— Set problem 1 —
Reproduce the passage on riparian areas below in full, without altering any wording or punctuation.
— Set problem 2 —
From the rows that follow, extract each line containing the word "wall".

— Selection —
──────────

Furthermore, riparian areas are focal points for education, recreation and aesthetic appreciation. Properties that border or include riparian areas are usually valued more highly than those that do not. The good news is that riparian areas can be compatible with development when they are incorporated into planning, and protected to some degree. Stream corridors make excellent linear parks or greenways, and wetlands may be preserved within housing developments and even used to help filter runoff from paved surfaces. A great example of a plan to guide future development and changes adjacent to an urban creek in the region is the Bowker Creek Blueprint
. This visionary 100-year plan was developed by community groups, the CRD and local government partners in Oak Bay, Saanich and Victoria; maintaining and enhancing the health of the riparian ecosystems associated with Bowker Creek.
What threatens riparian zones?
- Riparian areas are threatened by large-scale destruction with expanding urban, agricultural and residential neighbourhoods.
- They are also directly and indirectly impacted by logging. Deforestation of riparian vegetation can lead to significant increases in water temperature, algal blooms, erosion and sedimentation. Logging roads, if not carefully designed, can also cause erosion and sedimentation.

──────────

— Exercise materials —
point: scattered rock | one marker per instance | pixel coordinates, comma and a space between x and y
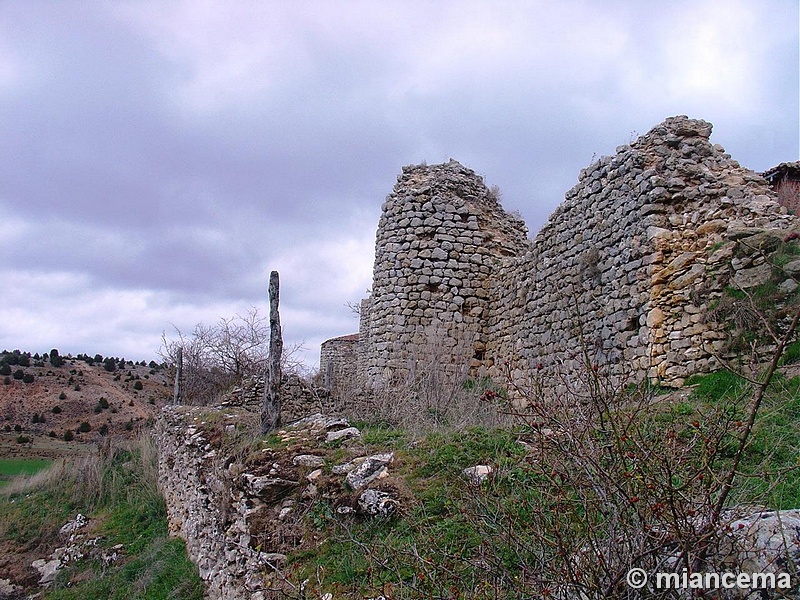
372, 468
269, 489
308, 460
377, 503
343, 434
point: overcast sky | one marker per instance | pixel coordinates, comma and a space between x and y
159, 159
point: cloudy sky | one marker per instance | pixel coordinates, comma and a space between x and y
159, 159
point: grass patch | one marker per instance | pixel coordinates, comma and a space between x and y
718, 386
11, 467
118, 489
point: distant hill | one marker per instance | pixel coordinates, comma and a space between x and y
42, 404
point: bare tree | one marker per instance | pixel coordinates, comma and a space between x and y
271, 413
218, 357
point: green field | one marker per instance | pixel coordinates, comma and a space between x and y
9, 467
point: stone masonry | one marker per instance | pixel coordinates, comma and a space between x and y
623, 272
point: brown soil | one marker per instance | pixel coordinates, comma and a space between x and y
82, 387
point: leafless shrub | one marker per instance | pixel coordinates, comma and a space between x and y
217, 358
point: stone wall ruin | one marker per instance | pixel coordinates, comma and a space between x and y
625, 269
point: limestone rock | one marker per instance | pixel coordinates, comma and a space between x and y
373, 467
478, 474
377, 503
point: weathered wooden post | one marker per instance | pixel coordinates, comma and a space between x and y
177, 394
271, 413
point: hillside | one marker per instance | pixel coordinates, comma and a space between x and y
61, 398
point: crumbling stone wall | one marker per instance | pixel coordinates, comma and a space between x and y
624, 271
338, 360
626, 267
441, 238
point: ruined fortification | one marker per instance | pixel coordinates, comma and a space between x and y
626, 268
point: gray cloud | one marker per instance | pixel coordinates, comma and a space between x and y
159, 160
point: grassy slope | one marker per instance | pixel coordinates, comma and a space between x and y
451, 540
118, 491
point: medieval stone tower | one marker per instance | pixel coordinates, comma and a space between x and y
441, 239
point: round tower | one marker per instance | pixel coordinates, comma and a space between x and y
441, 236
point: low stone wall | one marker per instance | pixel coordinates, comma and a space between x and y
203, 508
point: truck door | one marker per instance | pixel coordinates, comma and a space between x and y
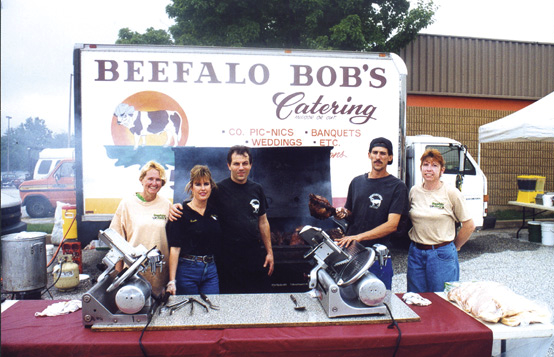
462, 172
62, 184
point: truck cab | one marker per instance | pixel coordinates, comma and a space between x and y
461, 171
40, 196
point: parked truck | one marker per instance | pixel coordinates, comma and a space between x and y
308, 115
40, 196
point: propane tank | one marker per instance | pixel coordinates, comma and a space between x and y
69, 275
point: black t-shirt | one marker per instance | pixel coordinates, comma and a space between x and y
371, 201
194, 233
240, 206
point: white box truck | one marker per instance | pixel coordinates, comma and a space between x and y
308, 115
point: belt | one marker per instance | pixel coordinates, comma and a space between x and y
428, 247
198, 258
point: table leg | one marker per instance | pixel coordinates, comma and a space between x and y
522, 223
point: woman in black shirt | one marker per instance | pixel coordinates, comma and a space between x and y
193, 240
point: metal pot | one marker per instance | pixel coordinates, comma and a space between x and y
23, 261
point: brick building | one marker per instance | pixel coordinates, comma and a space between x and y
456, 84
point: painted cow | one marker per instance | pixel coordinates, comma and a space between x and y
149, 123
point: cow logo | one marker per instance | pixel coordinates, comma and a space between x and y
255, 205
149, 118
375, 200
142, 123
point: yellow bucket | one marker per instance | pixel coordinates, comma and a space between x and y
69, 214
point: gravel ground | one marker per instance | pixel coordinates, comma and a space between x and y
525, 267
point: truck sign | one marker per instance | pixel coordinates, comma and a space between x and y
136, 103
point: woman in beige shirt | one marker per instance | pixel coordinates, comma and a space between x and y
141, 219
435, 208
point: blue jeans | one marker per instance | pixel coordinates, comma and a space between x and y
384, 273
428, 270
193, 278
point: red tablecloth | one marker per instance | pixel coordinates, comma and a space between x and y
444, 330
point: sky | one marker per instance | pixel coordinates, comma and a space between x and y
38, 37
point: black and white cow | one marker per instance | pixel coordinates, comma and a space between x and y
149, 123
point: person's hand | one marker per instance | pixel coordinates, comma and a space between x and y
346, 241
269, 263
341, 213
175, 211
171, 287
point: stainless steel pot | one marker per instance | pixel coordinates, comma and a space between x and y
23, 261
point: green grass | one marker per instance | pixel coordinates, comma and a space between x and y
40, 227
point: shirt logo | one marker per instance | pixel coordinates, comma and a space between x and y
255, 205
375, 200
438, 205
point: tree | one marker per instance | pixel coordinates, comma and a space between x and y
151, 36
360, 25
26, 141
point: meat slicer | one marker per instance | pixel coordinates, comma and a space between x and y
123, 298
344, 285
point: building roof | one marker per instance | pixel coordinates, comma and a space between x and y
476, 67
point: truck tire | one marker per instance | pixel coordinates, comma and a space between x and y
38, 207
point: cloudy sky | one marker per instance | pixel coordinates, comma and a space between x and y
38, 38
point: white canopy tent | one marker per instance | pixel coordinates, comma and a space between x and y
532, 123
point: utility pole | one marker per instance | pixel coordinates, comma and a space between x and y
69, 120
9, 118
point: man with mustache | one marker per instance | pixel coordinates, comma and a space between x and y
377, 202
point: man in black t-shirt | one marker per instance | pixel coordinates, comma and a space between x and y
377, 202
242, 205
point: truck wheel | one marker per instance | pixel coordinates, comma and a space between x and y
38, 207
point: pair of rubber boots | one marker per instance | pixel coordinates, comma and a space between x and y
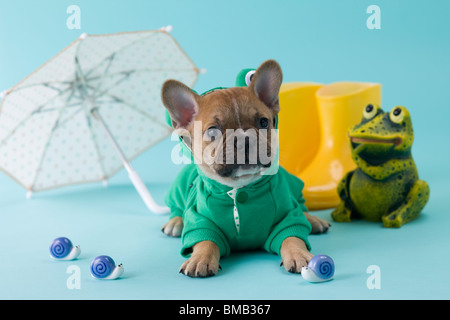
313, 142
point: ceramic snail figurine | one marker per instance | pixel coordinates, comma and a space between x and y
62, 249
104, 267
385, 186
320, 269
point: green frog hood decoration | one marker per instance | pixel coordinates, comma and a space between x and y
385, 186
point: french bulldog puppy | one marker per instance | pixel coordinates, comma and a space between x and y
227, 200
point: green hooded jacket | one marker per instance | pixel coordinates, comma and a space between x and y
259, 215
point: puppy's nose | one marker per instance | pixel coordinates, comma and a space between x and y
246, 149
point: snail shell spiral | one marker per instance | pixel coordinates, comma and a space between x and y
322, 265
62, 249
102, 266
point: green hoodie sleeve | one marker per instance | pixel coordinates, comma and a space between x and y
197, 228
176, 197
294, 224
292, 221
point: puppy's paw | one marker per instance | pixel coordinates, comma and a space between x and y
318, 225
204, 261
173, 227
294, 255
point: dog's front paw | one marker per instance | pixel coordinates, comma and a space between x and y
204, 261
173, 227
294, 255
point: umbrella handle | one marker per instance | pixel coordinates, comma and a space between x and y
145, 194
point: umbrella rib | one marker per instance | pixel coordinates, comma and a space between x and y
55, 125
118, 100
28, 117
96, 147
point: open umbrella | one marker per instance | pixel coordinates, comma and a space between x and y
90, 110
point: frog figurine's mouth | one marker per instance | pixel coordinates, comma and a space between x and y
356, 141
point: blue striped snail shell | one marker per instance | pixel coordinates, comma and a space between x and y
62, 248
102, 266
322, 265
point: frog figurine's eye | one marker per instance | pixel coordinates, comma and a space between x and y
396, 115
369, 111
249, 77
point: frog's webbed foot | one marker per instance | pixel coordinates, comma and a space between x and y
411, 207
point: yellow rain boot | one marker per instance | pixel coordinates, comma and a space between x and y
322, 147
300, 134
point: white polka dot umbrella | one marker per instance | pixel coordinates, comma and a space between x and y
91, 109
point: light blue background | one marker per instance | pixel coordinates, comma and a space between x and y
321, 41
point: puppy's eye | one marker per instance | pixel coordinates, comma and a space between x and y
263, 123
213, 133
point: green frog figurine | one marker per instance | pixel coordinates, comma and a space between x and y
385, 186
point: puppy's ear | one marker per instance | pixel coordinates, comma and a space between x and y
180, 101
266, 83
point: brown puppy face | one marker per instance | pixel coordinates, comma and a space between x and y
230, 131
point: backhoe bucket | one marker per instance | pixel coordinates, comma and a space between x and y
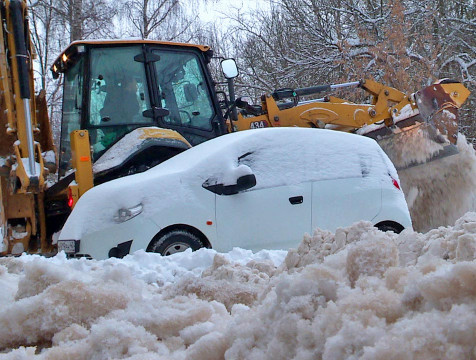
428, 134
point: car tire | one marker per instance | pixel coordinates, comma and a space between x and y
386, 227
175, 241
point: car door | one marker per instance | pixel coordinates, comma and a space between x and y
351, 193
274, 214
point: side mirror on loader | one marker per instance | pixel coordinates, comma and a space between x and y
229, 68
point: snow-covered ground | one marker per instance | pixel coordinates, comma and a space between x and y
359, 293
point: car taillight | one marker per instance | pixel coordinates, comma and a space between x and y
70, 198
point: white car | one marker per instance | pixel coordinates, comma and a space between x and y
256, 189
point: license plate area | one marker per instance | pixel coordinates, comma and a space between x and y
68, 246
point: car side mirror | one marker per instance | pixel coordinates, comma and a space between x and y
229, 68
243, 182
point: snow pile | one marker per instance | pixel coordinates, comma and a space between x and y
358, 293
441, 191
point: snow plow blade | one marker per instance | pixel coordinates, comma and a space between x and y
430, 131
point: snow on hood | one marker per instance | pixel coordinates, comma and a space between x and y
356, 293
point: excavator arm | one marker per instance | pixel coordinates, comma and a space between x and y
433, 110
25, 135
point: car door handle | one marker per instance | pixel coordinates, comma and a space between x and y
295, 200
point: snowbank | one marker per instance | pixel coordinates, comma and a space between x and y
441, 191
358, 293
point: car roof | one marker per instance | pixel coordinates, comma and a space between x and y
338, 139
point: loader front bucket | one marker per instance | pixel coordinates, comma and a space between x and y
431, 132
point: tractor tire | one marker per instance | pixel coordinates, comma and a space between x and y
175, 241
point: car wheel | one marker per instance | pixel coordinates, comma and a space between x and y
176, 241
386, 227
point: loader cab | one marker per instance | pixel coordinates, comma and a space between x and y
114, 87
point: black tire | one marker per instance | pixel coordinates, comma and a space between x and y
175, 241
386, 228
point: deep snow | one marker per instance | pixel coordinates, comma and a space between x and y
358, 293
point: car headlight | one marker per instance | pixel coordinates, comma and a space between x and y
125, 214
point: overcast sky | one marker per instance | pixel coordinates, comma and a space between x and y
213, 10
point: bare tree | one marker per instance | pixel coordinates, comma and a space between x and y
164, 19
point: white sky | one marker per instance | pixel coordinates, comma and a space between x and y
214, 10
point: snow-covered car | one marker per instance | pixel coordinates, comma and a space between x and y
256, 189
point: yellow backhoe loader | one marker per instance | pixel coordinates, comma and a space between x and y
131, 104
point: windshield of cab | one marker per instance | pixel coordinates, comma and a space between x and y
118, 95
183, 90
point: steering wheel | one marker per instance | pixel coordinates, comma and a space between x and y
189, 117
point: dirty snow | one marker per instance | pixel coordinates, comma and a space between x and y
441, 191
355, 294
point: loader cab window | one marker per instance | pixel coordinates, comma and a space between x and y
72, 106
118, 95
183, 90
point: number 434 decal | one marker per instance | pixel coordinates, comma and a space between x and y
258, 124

──────────

— Solution 1 —
Furthermore, riparian areas are focal points for education, recreation and aesthetic appreciation. Properties that border or include riparian areas are usually valued more highly than those that do not. The good news is that riparian areas can be compatible with development when they are incorporated into planning, and protected to some degree. Stream corridors make excellent linear parks or greenways, and wetlands may be preserved within housing developments and even used to help filter runoff from paved surfaces. A great example of a plan to guide future development and changes adjacent to an urban creek in the region is the Bowker Creek Blueprint
. This visionary 100-year plan was developed by community groups, the CRD and local government partners in Oak Bay, Saanich and Victoria; maintaining and enhancing the health of the riparian ecosystems associated with Bowker Creek.
What threatens riparian zones?
- Riparian areas are threatened by large-scale destruction with expanding urban, agricultural and residential neighbourhoods.
- They are also directly and indirectly impacted by logging. Deforestation of riparian vegetation can lead to significant increases in water temperature, algal blooms, erosion and sedimentation. Logging roads, if not carefully designed, can also cause erosion and sedimentation.

— Solution 2 —
point: stone wall ruin | one marker per instance | pixel coordinates, comma and a space between x and y
point: crumbling stone wall | one marker per instance | pixel coordinates, comma and a space between x and y
point: low stone wall | one marker per instance | pixel coordinates, comma and a space between x and y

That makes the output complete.